[Records from a data collection]
= = =
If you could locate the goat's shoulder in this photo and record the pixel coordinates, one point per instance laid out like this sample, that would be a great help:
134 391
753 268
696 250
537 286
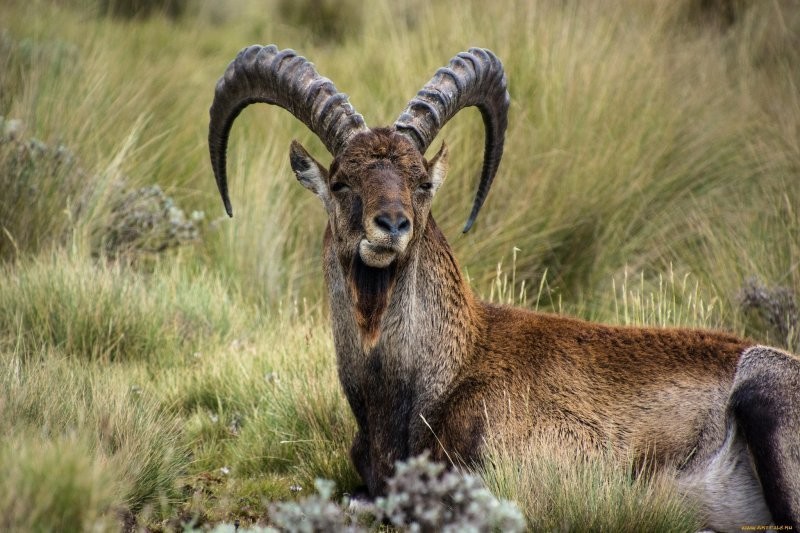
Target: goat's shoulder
528 341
= = =
> **TASK GOAL**
Could you reproduce all of the data above exactly and skip any image?

> **SOLVED EXERCISE**
If you could locate the goat's shoulder in this photo and record the pixel coordinates, one point per instance laid out like this sample, that would be a great help:
134 391
753 268
696 250
537 286
Target: goat's shoulder
528 341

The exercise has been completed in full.